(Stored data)
*****

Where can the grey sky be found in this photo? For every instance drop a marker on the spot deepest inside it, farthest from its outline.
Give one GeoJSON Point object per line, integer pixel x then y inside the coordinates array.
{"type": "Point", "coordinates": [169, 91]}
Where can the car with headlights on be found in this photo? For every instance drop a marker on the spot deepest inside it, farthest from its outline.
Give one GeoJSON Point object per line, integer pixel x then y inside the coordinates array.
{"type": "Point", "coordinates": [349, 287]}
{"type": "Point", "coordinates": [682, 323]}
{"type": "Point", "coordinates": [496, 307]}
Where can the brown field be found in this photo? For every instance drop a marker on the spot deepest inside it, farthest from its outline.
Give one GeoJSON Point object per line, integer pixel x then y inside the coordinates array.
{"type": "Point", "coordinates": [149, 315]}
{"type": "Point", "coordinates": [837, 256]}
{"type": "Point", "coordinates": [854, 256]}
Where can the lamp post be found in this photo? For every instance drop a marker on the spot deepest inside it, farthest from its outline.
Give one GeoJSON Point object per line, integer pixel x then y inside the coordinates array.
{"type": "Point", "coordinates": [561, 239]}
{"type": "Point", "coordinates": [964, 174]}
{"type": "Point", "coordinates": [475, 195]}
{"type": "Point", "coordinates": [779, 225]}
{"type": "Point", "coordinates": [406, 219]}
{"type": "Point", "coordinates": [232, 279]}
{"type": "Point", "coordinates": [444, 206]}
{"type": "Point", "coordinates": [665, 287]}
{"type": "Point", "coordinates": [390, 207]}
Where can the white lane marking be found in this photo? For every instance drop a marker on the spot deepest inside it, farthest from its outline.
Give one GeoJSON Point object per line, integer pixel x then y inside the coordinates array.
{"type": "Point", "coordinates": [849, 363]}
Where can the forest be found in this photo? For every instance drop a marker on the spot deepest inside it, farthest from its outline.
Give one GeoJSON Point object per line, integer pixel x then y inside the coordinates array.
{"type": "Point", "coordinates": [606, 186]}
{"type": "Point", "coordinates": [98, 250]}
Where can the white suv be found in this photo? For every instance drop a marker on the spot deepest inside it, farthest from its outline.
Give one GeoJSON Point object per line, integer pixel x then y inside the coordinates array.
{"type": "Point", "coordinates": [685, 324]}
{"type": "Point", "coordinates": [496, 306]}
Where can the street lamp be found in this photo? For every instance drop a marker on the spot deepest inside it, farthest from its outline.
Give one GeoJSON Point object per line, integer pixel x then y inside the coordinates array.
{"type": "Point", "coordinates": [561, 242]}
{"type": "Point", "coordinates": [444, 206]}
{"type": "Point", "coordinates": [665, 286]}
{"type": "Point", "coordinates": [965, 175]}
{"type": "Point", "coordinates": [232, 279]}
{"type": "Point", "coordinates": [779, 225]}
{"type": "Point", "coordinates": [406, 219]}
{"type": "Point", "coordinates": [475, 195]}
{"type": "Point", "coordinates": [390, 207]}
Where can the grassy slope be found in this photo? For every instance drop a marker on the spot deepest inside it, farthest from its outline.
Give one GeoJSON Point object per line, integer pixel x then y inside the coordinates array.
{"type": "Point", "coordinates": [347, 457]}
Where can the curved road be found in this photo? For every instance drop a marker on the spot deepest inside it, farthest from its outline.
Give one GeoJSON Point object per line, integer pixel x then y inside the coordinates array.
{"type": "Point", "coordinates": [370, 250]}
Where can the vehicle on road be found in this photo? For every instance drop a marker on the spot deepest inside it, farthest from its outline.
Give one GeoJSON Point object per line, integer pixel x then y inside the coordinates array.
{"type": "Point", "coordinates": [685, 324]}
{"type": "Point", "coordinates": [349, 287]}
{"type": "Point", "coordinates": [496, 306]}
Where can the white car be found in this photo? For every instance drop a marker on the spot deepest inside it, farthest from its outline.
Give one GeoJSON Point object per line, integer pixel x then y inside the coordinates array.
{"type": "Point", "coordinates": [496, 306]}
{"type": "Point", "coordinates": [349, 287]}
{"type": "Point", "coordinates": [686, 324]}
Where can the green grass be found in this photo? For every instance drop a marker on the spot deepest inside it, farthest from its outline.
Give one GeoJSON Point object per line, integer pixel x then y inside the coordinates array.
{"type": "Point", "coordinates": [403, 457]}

*****

> **Task details**
Letter for letter, copy all of the entries above.

> **Final answer**
Where can the grey sky be found in this photo? For every instance drop a marker on the spot deepest inside it, farthest from its outline.
Give one GeoJSON Point object per line, integer pixel x then y inside the coordinates array.
{"type": "Point", "coordinates": [169, 91]}
Where can the car with headlights on be found in this photo? For every instance drop a marker on the spot deepest inside it, farthest from its outline.
Give one GeoJSON Point object per line, integer pixel x then y inside the coordinates array.
{"type": "Point", "coordinates": [349, 287]}
{"type": "Point", "coordinates": [682, 323]}
{"type": "Point", "coordinates": [496, 307]}
Where can the brown field be found in this photo? For every instance drop a marker on the spot deepest inside it, farthest from its outline.
Give one GeoJSON Point object per line, integer pixel x then y inside the coordinates array.
{"type": "Point", "coordinates": [149, 315]}
{"type": "Point", "coordinates": [837, 256]}
{"type": "Point", "coordinates": [854, 256]}
Where can the lamp post be found in this photo? For every instance drop a marker on the spot deepest inside it, farthest from its outline.
Give one GeoJSON Point object per line, integer pixel x then y inside the coordinates array.
{"type": "Point", "coordinates": [561, 239]}
{"type": "Point", "coordinates": [964, 174]}
{"type": "Point", "coordinates": [475, 195]}
{"type": "Point", "coordinates": [779, 225]}
{"type": "Point", "coordinates": [406, 219]}
{"type": "Point", "coordinates": [232, 279]}
{"type": "Point", "coordinates": [444, 206]}
{"type": "Point", "coordinates": [665, 287]}
{"type": "Point", "coordinates": [390, 207]}
Where can the white lane marking be found in this photo? For every instance drop a marker on the spot deepest inside it, farthest from its outline.
Give one GeoJSON Point object per line, integer pixel x then y inside the coordinates array.
{"type": "Point", "coordinates": [849, 363]}
Where can the forest be found in this photo? For every instance drop a marker on the spot deepest inside it, farthest from its outline.
Give one GeoJSON Point object per line, integer pixel x then y inside the coordinates array.
{"type": "Point", "coordinates": [606, 186]}
{"type": "Point", "coordinates": [98, 250]}
Where can the white suv be found in this photo? For every instance drop a marker on the spot deepest inside it, farthest from its outline.
Give one GeoJSON Point object per line, integer pixel x then y inside the coordinates array.
{"type": "Point", "coordinates": [685, 324]}
{"type": "Point", "coordinates": [496, 306]}
Where can the street lamp be found in this photo? For every instance drop a marker on the spot deepest inside it, farthest from its outline.
Give one GeoJSON Point object per line, integer pixel x then y inside the coordinates array.
{"type": "Point", "coordinates": [561, 242]}
{"type": "Point", "coordinates": [444, 206]}
{"type": "Point", "coordinates": [665, 286]}
{"type": "Point", "coordinates": [965, 175]}
{"type": "Point", "coordinates": [232, 279]}
{"type": "Point", "coordinates": [779, 225]}
{"type": "Point", "coordinates": [406, 219]}
{"type": "Point", "coordinates": [475, 195]}
{"type": "Point", "coordinates": [390, 207]}
Where can the grassy slope be found in this photo? For every instance drop a marker on the spot deepest inside it, farthest from its outline.
Give one GeoJSON Point object per line, integer pixel x then y inside the coordinates array.
{"type": "Point", "coordinates": [347, 457]}
Where can the curved road be found in this photo? For every instance drop a marker on the spot deepest inside it, farthest from its outline.
Give one GeoJSON Point object per line, integer pixel x then y inside the coordinates array.
{"type": "Point", "coordinates": [370, 250]}
Where can the vehicle on road be found in this photo? For every instance drop a marker on the spot deepest inside it, farthest from its outline.
Give one GeoJSON Point object per line, integer pixel x then y inside the coordinates array.
{"type": "Point", "coordinates": [685, 324]}
{"type": "Point", "coordinates": [349, 287]}
{"type": "Point", "coordinates": [496, 306]}
Where can the white car be found in this photo? For every instance drop a marker on the spot deepest inside it, farthest from its outline.
Give one GeoJSON Point object per line, integer pixel x then y inside the coordinates array.
{"type": "Point", "coordinates": [496, 306]}
{"type": "Point", "coordinates": [349, 287]}
{"type": "Point", "coordinates": [686, 324]}
Where can the green grass be found in this photo? For every instance drop a marker on the spot deepest inside it, farthest from its outline.
Give one GeoJSON Point object per line, integer pixel x then y inside the coordinates array.
{"type": "Point", "coordinates": [403, 457]}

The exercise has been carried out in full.